— Task material —
---+---

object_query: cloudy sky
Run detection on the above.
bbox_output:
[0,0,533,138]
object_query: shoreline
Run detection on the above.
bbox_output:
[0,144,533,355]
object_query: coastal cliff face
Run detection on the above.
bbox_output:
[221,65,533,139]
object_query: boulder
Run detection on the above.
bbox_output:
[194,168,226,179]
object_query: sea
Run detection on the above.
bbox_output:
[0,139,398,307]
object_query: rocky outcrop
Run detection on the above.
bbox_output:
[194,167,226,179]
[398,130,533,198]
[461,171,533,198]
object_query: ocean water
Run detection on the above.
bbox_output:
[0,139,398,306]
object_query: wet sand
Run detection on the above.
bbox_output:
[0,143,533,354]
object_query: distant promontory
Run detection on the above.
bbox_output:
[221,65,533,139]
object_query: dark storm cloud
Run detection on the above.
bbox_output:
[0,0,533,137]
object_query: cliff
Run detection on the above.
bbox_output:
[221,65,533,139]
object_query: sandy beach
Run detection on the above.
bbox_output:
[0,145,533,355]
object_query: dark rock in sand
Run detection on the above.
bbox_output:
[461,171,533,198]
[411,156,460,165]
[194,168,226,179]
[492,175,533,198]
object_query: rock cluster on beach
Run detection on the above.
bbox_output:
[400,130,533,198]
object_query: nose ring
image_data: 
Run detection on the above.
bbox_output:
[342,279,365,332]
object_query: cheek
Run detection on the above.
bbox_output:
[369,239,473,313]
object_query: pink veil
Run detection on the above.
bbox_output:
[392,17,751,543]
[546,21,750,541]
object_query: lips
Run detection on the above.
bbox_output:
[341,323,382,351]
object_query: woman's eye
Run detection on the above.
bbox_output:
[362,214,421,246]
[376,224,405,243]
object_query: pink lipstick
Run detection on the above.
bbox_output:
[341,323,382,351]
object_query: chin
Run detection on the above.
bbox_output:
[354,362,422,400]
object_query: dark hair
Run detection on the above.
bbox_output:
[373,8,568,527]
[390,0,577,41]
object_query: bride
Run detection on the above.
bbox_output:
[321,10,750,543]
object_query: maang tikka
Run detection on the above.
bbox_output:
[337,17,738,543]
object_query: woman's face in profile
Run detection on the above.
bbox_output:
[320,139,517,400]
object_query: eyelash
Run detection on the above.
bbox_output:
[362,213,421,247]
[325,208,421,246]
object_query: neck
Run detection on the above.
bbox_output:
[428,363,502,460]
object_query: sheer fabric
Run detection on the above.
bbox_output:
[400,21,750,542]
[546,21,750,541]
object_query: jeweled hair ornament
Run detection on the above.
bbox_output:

---+---

— Exercise —
Reproduce all of the entries, swapping "boulder" for "large stone" and leaving everything else untouched.

— Written reply —
object_query: cloudy sky
Run detection on the above.
bbox_output:
[0,0,533,138]
object_query: shoreline
Run detection on the above.
bbox_output:
[0,144,533,355]
object_query: coastal cliff face
Run detection on the above.
bbox_output:
[221,65,533,139]
object_query: large stone
Run detection on the above.
bbox_output:
[194,168,226,179]
object_query: sea
Run detection on the above.
bbox_output:
[0,139,398,307]
object_query: rocky outcrop
Run detection on the above.
bbox_output:
[194,167,226,179]
[398,130,533,198]
[461,171,533,198]
object_query: ocean water
Run detection on the above.
bbox_output:
[0,139,398,306]
object_query: wet sand
Run detection on the above.
bbox_output:
[0,143,533,354]
object_query: distant promontory
Run detection on the above.
bbox_output:
[221,65,533,139]
object_query: dark storm cloud
Run detection on the above.
bbox_output:
[0,0,533,137]
object_query: cliff
Run detection on the above.
bbox_output:
[221,65,533,139]
object_query: sandy beach
Run detection on the above.
bbox_output:
[0,145,533,355]
object_query: dark rock in sand
Run detection on the above.
bbox_output:
[461,171,533,198]
[411,156,460,165]
[194,168,226,179]
[492,175,533,198]
object_query: rock cluster on beach
Run detection on the above.
bbox_output:
[400,130,533,198]
object_query: nose ring
image_data: 
Run detection on the above.
bbox_output:
[342,279,365,332]
object_query: cheek
Run detection on the above.
bbox_output:
[369,239,473,313]
object_query: pink veil
Run detection on the above.
bbox_output:
[392,17,751,543]
[546,21,750,541]
object_query: lips
Run detection on the above.
bbox_output:
[341,323,382,351]
object_query: woman's eye
Run detection on the above.
bbox_output:
[362,214,421,246]
[376,224,405,243]
object_query: pink lipstick
Run detection on the above.
bbox_output:
[341,323,382,351]
object_query: chin
Run detection on the above.
bbox_output:
[354,362,422,400]
object_query: dark hair
Run detection on the above.
bbox_output:
[373,8,568,527]
[390,0,577,41]
object_query: bride
Run detection on the above.
bbox_output:
[321,10,750,543]
object_query: maang tikka
Run detection on the above.
bbox_output:
[337,17,738,543]
object_query: woman's face in profile
Run detection on the above.
bbox_output:
[320,139,517,400]
object_query: eyelash
Run detection on the above.
bbox_output:
[362,213,421,247]
[325,208,421,246]
object_query: neck
Run detection on the above.
bbox_output:
[428,363,502,460]
object_query: sheer fabric
Run detection on the above.
bbox_output:
[400,21,750,542]
[546,21,750,541]
object_query: jeweled hair ornament
Run detection on the above.
bbox_output:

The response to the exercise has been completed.